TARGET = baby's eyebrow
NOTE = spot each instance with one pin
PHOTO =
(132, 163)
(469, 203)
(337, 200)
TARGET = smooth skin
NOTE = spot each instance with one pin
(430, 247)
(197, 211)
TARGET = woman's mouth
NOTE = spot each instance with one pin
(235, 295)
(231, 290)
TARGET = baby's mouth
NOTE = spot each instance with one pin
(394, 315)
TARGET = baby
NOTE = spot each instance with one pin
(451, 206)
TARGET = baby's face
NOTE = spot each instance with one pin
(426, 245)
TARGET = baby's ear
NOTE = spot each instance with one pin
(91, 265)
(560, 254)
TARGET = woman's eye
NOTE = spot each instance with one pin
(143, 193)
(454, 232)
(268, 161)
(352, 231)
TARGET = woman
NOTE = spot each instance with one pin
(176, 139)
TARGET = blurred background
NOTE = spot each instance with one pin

::::

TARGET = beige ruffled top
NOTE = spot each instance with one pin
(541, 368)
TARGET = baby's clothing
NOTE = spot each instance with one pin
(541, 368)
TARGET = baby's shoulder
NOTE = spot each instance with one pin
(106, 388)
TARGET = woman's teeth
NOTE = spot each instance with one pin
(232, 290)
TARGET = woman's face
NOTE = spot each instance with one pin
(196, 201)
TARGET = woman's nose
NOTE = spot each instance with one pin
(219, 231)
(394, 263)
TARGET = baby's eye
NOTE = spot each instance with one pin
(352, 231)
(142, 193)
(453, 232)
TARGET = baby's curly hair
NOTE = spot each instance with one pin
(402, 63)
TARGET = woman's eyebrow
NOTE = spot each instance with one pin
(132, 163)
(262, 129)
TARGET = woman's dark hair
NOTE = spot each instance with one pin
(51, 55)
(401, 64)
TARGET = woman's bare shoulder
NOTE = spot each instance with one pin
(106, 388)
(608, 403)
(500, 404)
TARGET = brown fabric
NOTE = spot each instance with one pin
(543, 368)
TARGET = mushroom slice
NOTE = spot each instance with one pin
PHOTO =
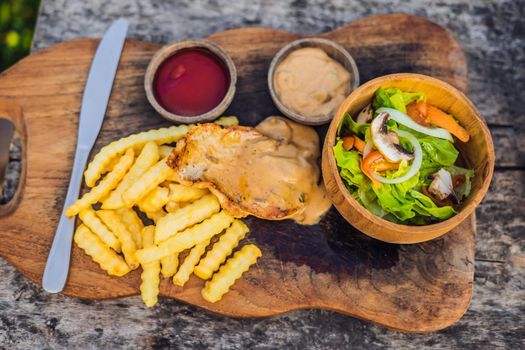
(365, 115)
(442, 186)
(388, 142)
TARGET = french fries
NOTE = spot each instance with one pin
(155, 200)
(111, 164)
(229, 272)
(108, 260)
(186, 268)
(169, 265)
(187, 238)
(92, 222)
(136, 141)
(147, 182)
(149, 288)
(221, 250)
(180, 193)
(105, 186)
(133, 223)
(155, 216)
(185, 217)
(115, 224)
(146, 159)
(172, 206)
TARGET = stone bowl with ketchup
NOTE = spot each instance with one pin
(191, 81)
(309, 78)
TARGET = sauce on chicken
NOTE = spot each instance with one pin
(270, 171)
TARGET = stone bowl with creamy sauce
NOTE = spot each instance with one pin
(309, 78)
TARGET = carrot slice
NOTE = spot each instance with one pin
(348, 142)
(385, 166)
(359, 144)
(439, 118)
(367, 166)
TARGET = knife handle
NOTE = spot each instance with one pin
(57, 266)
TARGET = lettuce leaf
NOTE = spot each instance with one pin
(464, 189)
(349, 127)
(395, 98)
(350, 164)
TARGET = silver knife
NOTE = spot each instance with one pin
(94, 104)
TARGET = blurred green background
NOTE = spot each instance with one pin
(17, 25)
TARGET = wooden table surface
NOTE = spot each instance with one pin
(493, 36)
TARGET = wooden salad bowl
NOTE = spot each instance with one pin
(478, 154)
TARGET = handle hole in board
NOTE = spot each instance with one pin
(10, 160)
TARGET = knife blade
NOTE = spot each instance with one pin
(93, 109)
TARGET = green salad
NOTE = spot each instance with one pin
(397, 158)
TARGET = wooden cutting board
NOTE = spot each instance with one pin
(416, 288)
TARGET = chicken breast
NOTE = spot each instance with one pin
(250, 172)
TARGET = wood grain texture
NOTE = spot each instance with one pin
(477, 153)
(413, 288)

::::

**PROBLEM TO WORK ON**
Pick out every line in the items above that contains the word "knife" and copy each one, treating uppercase and lowercase letters as different.

**TASK RESPONSE**
TARGET = knife handle
TARGET = silver knife
TARGET = knife blade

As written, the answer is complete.